EXERCISE = In the listing below, locate the line with "would ya mind boxing the gate" and the line with "det: green shrub", then output both and everything between them exactly, minus any pictures.

EXERCISE DATA =
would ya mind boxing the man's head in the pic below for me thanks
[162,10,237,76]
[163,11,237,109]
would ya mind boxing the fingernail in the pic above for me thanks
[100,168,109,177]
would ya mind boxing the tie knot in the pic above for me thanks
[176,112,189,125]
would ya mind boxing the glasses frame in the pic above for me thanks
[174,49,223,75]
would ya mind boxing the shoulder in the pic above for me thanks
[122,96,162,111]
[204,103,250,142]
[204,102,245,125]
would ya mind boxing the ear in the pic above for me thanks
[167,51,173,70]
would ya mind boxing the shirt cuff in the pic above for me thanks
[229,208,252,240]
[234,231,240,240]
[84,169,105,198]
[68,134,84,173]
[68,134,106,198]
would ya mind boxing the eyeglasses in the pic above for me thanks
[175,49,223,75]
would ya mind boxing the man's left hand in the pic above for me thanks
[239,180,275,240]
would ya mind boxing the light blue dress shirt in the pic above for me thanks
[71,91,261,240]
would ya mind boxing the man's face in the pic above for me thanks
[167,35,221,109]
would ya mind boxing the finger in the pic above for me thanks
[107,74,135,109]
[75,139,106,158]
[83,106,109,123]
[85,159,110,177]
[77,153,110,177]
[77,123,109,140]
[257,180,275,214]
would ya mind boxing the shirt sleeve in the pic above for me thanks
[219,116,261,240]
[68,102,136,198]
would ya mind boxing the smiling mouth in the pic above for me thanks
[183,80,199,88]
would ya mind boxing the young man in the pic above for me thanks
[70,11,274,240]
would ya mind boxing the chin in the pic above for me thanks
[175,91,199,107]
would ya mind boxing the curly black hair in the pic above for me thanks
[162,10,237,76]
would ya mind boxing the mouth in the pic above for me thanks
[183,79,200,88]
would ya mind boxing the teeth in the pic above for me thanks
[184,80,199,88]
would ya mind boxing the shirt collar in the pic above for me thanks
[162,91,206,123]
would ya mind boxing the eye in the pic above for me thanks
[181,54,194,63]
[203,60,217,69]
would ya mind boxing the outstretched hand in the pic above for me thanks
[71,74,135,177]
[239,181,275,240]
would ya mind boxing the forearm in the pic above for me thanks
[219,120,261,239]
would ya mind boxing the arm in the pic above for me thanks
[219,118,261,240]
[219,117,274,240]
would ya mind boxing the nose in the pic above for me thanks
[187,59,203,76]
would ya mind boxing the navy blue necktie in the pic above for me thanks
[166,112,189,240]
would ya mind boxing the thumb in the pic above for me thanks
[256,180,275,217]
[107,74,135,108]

* * *

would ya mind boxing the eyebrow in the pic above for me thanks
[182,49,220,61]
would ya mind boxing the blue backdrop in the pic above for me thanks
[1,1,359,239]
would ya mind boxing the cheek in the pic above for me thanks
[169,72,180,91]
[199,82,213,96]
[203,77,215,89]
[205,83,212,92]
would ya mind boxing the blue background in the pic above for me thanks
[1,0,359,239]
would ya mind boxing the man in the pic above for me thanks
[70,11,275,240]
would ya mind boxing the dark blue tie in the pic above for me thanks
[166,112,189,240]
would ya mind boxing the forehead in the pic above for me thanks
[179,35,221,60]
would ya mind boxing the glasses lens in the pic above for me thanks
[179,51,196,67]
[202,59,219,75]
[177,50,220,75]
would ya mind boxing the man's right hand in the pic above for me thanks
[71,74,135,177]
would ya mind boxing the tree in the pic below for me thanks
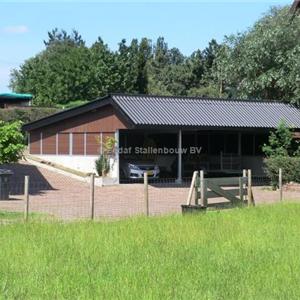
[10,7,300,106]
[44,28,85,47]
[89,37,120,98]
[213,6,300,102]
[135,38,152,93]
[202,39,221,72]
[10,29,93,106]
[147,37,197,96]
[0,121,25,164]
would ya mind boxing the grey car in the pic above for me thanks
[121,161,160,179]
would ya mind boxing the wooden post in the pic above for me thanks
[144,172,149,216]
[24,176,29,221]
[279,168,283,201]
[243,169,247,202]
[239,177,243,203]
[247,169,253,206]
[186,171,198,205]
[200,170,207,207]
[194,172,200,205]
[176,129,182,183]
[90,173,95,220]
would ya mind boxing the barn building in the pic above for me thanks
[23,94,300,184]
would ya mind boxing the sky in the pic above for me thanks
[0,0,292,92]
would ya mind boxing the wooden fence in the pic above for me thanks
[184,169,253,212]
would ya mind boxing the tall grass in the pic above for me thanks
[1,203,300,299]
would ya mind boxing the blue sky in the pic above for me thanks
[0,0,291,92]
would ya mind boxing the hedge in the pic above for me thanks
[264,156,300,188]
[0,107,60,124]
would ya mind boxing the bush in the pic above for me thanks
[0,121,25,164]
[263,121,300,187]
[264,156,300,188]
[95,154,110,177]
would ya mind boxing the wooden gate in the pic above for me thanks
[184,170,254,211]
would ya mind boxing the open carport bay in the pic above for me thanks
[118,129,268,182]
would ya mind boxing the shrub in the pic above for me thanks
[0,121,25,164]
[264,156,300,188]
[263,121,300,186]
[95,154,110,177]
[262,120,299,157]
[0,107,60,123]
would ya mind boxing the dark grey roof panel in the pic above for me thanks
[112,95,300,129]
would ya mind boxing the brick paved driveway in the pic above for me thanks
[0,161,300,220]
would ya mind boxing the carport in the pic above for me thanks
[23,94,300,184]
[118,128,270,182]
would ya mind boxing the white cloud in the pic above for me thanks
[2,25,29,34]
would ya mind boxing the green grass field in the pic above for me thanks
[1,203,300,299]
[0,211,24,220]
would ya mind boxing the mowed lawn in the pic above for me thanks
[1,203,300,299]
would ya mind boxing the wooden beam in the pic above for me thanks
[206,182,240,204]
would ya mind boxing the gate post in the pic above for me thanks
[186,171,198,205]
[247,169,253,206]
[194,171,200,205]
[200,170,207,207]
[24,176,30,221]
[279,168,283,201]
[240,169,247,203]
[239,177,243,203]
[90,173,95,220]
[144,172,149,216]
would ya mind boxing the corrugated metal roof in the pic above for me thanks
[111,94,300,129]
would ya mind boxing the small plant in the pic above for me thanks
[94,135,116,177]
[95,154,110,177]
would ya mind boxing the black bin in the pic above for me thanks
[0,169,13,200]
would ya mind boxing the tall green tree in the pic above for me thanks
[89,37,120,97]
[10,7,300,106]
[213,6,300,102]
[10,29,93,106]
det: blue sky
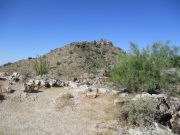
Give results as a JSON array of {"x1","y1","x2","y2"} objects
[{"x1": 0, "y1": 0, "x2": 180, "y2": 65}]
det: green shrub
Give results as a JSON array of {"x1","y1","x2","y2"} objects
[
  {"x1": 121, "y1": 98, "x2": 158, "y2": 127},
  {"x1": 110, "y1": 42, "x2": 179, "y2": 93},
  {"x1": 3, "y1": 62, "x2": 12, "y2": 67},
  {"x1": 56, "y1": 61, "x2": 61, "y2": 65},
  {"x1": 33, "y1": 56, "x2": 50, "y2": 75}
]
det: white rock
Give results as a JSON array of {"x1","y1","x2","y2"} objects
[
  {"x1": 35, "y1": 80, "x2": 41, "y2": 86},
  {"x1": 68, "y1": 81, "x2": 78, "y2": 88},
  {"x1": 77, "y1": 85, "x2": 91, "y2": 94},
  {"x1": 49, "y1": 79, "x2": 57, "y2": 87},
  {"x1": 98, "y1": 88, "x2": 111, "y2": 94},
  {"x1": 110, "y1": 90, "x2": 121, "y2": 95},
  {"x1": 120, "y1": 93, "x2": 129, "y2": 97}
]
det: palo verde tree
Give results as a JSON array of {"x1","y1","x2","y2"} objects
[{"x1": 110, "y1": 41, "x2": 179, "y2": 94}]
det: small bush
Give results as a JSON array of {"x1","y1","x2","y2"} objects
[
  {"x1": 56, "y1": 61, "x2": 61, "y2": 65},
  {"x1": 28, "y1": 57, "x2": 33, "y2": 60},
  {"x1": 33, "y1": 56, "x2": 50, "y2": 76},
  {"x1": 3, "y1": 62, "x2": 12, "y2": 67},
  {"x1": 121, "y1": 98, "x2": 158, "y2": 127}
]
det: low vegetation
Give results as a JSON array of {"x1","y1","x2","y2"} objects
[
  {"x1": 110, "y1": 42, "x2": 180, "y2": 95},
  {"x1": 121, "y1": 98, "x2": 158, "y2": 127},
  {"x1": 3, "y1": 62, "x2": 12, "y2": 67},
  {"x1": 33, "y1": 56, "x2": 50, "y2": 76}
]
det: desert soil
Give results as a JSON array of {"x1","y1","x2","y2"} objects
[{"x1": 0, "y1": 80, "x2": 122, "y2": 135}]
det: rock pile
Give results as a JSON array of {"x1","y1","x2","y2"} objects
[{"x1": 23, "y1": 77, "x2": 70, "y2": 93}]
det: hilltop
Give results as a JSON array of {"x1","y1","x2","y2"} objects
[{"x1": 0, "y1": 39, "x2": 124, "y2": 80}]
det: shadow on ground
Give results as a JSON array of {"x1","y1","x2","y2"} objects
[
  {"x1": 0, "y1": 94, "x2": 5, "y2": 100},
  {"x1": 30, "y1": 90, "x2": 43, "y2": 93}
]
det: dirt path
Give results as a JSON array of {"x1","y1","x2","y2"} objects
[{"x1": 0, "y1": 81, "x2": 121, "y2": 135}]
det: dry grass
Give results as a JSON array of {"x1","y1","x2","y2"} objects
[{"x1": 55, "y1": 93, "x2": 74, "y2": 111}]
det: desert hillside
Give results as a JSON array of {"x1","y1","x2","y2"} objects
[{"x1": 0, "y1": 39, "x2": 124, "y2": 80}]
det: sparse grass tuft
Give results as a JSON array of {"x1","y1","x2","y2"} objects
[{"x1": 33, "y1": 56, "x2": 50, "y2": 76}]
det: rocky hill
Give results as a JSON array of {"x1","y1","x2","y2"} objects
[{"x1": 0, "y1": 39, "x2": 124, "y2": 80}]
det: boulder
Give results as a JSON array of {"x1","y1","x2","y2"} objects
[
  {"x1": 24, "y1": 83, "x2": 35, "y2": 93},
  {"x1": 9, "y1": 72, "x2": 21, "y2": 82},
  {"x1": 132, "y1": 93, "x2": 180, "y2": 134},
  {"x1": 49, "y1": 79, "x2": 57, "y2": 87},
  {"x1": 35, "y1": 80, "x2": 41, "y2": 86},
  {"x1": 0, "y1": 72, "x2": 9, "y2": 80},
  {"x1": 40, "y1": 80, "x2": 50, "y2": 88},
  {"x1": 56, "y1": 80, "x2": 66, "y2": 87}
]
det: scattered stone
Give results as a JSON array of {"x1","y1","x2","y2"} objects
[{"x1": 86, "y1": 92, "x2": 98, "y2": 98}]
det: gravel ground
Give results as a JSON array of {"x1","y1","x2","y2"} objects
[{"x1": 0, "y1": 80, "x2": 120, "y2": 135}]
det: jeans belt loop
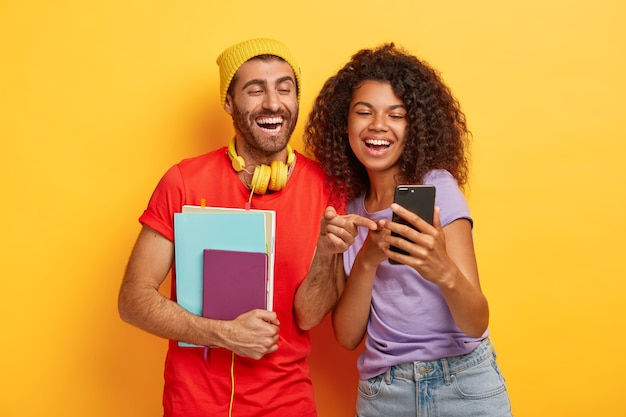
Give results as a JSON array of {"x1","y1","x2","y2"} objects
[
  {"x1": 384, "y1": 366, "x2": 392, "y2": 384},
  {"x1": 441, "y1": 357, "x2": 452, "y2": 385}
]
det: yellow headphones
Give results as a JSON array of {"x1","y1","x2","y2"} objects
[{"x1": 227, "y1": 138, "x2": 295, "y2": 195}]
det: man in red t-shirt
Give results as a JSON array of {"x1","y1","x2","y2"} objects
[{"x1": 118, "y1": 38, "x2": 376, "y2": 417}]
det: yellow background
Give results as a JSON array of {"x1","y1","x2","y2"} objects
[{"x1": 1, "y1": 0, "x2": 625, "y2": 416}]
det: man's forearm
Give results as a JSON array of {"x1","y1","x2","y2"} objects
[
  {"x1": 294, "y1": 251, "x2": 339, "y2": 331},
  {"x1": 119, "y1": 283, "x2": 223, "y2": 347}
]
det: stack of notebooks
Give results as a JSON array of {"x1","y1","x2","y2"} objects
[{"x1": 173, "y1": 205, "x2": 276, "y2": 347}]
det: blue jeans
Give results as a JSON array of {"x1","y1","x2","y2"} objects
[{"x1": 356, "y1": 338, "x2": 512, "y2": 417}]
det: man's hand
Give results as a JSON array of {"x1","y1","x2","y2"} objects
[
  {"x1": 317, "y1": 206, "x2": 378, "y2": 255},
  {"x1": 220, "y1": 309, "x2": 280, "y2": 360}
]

SOLUTION =
would ya mind boxing the gate post in the pic above for me thanks
[186,171,198,205]
[247,169,253,206]
[194,171,200,205]
[200,170,207,207]
[24,176,30,221]
[279,168,283,201]
[240,169,247,203]
[239,177,243,203]
[90,173,95,220]
[144,172,149,216]
would ya mind boxing the corrugated metal roof in the pic above for me thanks
[111,94,300,129]
would ya mind boxing the small plant in the pic above for me thanks
[94,135,116,177]
[95,154,110,177]
would ya mind boxing the black bin in the pic above for me thanks
[0,169,13,200]
would ya mind boxing the tall green tree in the pic above for me thanks
[89,37,120,97]
[10,7,300,106]
[213,6,300,102]
[10,29,93,106]
det: blue sky
Give results as a JSON array of {"x1","y1","x2","y2"} objects
[{"x1": 0, "y1": 0, "x2": 180, "y2": 65}]
det: green shrub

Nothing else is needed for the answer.